[start]

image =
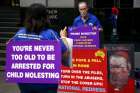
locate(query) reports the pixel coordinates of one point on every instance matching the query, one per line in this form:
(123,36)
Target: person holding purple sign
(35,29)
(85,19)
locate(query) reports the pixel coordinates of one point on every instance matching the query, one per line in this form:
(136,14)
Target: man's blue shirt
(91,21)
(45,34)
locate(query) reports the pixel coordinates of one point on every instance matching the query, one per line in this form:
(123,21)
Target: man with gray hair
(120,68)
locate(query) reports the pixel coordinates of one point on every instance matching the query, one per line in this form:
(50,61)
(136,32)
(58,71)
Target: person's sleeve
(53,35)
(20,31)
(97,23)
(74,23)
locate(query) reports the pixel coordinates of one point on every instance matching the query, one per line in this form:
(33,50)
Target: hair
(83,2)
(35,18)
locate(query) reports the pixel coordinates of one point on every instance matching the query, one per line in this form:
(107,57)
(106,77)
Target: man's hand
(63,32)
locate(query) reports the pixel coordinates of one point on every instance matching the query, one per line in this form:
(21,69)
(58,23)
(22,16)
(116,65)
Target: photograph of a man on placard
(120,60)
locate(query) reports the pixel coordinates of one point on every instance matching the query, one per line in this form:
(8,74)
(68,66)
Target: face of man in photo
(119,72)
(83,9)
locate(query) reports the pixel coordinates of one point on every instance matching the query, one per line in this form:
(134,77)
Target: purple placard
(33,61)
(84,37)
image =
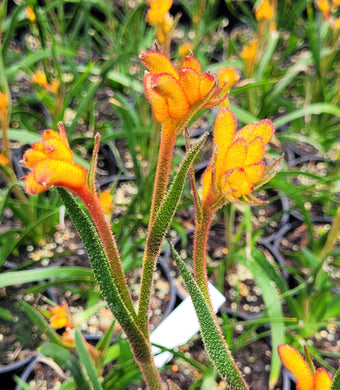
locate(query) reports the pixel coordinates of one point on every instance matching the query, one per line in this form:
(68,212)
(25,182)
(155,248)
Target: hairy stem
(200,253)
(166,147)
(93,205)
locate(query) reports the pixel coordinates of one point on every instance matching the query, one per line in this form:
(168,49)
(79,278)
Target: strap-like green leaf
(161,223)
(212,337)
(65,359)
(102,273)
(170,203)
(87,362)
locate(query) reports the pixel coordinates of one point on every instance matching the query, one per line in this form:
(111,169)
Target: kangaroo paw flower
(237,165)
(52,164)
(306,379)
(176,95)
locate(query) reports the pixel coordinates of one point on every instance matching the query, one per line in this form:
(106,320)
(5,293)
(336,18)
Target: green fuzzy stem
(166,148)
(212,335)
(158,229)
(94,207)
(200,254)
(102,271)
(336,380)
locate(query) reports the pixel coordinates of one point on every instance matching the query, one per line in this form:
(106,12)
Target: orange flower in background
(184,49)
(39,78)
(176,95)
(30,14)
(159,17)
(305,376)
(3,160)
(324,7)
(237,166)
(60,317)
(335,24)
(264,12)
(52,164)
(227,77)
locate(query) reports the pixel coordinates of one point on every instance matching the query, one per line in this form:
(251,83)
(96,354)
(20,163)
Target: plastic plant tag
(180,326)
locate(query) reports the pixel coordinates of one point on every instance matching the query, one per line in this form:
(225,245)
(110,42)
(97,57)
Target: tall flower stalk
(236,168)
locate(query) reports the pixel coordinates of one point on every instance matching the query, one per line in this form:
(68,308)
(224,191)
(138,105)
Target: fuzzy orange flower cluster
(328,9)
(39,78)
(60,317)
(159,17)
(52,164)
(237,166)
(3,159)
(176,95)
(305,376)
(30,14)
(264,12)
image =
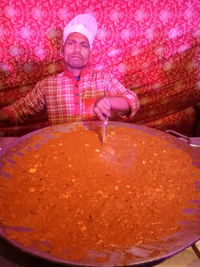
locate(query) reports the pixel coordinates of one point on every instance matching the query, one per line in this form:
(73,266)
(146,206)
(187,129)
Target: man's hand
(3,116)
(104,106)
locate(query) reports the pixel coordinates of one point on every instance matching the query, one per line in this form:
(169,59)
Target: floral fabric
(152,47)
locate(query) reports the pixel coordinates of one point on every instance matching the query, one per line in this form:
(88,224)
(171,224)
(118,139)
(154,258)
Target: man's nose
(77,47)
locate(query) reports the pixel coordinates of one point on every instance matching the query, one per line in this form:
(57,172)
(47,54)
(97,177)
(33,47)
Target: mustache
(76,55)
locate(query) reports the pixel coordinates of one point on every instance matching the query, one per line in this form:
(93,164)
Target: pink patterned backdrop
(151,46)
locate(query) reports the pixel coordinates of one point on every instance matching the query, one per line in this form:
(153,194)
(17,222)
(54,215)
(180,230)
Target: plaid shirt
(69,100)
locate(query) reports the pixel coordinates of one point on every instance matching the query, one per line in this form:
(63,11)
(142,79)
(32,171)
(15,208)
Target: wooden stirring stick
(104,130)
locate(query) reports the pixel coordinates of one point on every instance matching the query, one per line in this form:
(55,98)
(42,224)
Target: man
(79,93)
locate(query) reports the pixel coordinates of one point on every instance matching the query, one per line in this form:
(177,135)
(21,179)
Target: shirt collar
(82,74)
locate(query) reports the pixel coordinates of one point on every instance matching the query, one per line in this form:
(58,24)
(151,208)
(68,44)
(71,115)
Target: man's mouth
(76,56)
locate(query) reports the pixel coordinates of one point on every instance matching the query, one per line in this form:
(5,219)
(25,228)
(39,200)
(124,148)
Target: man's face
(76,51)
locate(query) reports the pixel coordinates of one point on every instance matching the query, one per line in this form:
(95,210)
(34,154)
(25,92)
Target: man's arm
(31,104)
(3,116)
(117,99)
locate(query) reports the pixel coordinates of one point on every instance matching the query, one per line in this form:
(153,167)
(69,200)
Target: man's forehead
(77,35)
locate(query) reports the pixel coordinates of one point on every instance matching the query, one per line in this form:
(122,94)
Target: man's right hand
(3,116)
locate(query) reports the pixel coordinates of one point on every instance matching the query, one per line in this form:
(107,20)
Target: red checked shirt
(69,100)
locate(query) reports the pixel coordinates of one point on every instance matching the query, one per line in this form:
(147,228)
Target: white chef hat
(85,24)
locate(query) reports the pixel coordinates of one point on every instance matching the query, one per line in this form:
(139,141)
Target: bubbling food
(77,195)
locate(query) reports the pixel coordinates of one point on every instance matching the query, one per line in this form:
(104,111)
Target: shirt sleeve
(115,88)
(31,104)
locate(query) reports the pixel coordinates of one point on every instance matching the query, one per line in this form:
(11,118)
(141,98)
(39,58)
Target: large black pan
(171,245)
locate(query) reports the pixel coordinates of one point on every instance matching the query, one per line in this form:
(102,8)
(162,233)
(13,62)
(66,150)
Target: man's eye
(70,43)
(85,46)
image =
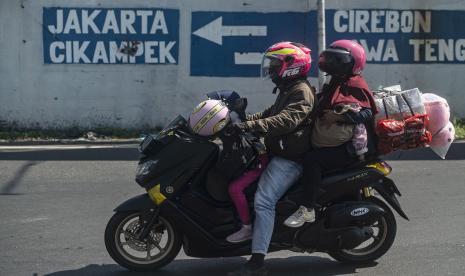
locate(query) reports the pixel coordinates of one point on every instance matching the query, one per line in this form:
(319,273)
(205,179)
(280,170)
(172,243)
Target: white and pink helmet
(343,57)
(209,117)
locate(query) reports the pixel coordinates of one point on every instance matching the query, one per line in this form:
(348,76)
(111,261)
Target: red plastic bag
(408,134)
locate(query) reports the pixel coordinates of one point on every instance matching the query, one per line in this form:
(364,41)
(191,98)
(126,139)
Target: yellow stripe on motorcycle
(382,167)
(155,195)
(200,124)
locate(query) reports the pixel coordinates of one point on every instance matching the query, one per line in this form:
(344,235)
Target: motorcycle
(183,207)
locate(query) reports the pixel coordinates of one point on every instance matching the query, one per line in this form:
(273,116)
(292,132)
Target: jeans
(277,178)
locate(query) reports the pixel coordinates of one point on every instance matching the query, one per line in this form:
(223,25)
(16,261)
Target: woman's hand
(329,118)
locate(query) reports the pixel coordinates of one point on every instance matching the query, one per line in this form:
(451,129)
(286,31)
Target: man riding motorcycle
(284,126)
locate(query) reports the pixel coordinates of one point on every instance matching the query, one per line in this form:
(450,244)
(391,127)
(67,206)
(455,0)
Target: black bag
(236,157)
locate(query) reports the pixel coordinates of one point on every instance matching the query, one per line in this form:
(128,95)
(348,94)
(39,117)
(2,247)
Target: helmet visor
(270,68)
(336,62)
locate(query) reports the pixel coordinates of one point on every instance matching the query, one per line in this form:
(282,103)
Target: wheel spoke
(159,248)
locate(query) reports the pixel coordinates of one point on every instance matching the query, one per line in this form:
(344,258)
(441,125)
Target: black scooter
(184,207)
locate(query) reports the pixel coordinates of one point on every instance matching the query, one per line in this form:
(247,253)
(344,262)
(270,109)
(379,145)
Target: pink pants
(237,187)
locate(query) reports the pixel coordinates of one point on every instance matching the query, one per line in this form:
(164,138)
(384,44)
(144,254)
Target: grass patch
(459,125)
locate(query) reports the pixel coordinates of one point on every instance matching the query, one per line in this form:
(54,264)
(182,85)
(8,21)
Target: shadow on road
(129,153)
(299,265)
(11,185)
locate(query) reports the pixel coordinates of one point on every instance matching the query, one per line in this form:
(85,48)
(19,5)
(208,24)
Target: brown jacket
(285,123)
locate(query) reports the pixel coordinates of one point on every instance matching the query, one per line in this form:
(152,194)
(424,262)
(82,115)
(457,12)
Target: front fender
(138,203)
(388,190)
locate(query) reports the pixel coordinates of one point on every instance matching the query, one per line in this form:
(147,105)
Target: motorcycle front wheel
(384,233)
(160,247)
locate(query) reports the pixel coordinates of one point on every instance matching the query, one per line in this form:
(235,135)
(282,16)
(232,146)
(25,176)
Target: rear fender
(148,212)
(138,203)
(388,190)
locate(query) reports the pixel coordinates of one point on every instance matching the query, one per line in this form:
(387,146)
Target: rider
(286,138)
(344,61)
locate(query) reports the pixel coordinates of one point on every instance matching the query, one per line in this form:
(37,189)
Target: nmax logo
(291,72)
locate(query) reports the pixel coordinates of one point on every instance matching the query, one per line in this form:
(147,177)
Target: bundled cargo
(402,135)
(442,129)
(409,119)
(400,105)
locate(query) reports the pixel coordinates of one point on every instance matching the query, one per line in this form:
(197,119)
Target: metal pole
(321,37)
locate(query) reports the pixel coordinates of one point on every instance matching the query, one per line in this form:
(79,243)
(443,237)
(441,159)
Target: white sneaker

[end]

Goal: Identify every line in the records above that contains the word "hand", and copy each such line in full; treat uppercase and lowercase as distinct when matching.

Result for this exercise:
Target: man's hand
Target: man's hand
Target: man's right hand
Target: woman's hand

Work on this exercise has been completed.